(Data to use begins)

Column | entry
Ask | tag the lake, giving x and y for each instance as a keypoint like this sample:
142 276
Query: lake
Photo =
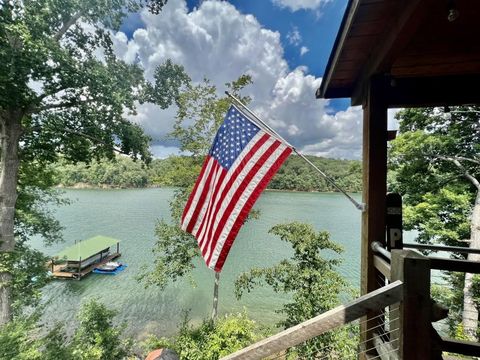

(Data to use ends)

Problem to work on.
Word for word, repeat only the lines from the line containing "Ask | tag the" through the end of the data, without any pictures.

Answer space.
Ask | tag the lake, giving x and y for each instance as a keypoint like this sample:
142 276
Query: lake
Photo =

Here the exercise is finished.